Work instructions:
1. Return everything in the forum thread below from "BL: I'm half" down to "by 'over-compensate'? Hmm. :)", copied word for word.
2. Answer these about the forum thread below:
(a) How many gins does the poster say they drank?
(b) What nationality does the poster say they are half of?
(c) How much weight does the poster fear suddenly gaining in a single day?

Source passage:
________________________________________
Well done Min - it's one of those event where you will over-indulge, but you've realised that it isn't such a bad thing! Well done for not trying to over compensate. :D
 
Thanks Daisy :) I try to do my best in assessing how I feel every day... It's hard work! But it's something I must do in order to be able to MAINTAIN. ... it's such a strange concept, I'm almost living in fear of suddenly gaining 2 stone in the period of a day. Lol, sounds ridiculous? But the mind is a strange place. ... :rolleyes:

BL: I'm half Russian - when I'm in the mood to drink, Oh believe me, I can drink! Those 7 gins didn't hit me very hard at all, I was feeling pretty sober to be honest, and no hang-over at all the next day (and I usually get pretty bad ones!). I think it was all the moisture from the fruit and the salt in the prawns that saved me. :D

Em: What did you mean by 'over-compensate'? Hmm. :)

--
I try not to carry over any 'guilt' feelings into a new day, what is done, is done. I can't exactly turn back the clock! So live each day as you mean to go on, I try not to "punish" my choices by taking something away. It's just not how it should work. I chose to do something, it was my decision at the end of the day... if a "punishment" mentality sets in - that suggests that I had no control over my actions in the first place, that I didn't have a choice over what I did or didn't do. That is what I am trying to avoid. I have all the choice, I am the one driving myself forward. :) No one else is! JUST ME! :D
This is where a lot of people do fall into a trap in the long run. If the suggestion is made anywhere at all in the mental cycle that the individual has no control: then a blame cycle can start to develop. 'Oh it wasn't my fault', 'I had no choice', 'I had no control', 'Everyone else was doing it too'... Um? Really?
________________________________________
Stored records:
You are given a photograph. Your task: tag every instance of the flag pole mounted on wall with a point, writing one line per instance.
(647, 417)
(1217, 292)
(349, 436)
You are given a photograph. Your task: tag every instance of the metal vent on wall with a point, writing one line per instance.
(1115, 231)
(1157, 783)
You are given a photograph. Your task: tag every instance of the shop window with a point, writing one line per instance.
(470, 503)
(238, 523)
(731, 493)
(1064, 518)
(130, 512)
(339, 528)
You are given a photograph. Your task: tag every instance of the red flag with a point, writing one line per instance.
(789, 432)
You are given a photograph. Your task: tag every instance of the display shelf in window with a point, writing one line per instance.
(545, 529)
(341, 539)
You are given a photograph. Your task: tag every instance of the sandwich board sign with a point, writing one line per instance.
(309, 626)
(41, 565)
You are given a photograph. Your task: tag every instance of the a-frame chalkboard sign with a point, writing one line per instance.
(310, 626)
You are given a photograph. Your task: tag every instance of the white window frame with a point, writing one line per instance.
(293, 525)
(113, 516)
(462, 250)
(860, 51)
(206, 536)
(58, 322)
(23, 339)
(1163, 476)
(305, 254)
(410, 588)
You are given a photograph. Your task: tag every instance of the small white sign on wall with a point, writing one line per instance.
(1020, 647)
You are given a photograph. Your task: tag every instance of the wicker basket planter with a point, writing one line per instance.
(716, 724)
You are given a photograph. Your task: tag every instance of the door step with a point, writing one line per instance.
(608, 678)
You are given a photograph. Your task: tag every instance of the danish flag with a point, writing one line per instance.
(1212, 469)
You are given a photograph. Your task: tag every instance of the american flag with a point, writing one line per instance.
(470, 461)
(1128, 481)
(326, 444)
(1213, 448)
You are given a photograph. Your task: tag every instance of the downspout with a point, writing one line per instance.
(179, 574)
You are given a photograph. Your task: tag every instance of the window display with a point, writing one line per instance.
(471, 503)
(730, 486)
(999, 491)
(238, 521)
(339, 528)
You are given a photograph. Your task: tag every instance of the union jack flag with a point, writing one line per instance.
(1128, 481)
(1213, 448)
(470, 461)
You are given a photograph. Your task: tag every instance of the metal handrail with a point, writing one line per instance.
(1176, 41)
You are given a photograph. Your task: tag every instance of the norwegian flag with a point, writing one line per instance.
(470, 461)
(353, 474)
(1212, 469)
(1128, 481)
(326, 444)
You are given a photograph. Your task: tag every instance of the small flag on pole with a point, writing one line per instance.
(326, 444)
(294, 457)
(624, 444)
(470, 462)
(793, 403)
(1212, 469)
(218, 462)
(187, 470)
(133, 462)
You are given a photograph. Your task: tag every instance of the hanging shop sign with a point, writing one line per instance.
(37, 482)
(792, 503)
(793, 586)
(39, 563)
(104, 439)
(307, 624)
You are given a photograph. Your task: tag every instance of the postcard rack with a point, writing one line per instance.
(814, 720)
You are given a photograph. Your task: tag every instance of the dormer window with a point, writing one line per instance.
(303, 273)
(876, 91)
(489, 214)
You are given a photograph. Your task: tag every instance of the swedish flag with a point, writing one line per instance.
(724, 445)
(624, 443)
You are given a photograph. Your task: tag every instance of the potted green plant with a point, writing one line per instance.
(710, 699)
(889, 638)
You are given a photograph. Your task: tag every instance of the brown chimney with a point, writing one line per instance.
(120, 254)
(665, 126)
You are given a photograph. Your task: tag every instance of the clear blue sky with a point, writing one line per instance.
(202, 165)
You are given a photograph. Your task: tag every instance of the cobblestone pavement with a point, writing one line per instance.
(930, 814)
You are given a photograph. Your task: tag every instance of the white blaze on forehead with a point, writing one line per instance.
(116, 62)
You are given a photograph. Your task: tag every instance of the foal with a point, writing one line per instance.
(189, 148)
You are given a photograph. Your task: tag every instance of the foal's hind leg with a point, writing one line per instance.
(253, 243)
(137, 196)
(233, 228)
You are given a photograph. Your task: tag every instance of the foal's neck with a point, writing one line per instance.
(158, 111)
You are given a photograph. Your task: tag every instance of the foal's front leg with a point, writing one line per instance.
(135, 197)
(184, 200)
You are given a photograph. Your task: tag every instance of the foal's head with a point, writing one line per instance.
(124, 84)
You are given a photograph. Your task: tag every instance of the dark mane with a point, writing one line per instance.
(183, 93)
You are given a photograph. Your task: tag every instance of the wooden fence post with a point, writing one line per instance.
________________________________________
Solutions to each task:
1.
BL: I'm half Russian - when I'm in the mood to drink, Oh believe me, I can drink! Those 7 gins didn't hit me very hard at all, I was feeling pretty sober to be honest, and no hang-over at all the next day (and I usually get pretty bad ones!). I think it was all the moisture from the fruit and the salt in the prawns that saved me. :D

Em: What did you mean by 'over-compensate'? Hmm. :)

2.
(a) 7
(b) Russian
(c) 2 stone